■ GOAL ■
Rewrite the listing below, changing "dried seed head" to "faded flower head" and leaving everything else as it is.

[Begin EXCERPTED RECORDS]

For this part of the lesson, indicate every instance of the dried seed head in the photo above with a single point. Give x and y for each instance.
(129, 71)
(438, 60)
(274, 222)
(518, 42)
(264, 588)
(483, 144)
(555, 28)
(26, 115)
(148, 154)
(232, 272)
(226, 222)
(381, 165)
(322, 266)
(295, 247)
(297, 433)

[End EXCERPTED RECORDS]

■ OUTPUT BELOW ■
For this part of the lesson, indicate every instance of the faded flower head in the photo above with a single point. Give x and y for each instance.
(129, 71)
(438, 60)
(274, 222)
(518, 42)
(264, 588)
(483, 144)
(555, 28)
(26, 115)
(148, 154)
(232, 272)
(226, 222)
(381, 165)
(322, 266)
(295, 247)
(297, 433)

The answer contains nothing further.